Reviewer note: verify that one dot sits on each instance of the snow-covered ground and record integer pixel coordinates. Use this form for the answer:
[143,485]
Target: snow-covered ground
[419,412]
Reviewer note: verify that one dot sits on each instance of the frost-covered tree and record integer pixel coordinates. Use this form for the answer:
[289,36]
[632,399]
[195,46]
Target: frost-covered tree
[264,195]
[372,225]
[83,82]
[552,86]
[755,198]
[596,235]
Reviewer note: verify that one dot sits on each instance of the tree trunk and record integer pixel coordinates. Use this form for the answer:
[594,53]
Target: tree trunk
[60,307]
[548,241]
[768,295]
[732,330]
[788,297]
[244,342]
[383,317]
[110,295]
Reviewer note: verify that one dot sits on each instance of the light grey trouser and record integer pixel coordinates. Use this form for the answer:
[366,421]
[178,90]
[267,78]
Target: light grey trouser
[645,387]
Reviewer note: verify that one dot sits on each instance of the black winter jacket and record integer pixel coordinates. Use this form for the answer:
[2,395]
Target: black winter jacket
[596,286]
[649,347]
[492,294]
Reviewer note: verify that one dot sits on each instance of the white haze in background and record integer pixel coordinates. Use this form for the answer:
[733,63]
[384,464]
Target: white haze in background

TASK BRIEF. From the entries above, return each line with the word "verify" in it.

WRITTEN ANSWER.
Reviewer note: verify that one dot sits on each instance of the snow-covered ground and record integer pixel coordinates. Use this form for the answer:
Reviewer note: verify that one dot sits on each instance of the frost-covered tree and record integer pixel coordinates. Use this form for the answer:
Reviewer note: verify that one dot sits on each instance of the tree trunk and record integer pixel coordinates. Use this form for the answer:
Reviewer note: verify that one dot sits on each instance of the light grey trouser and record integer pixel coordinates. Use this form for the answer:
Reviewer note: verify that one dot sits on each instance of the black winter jacket and record integer pixel coordinates. Use this form for the answer:
Reviewer note: verify that one dot sits on each instance of the white haze in background and record integer pixel coordinates. Use this form for the answer:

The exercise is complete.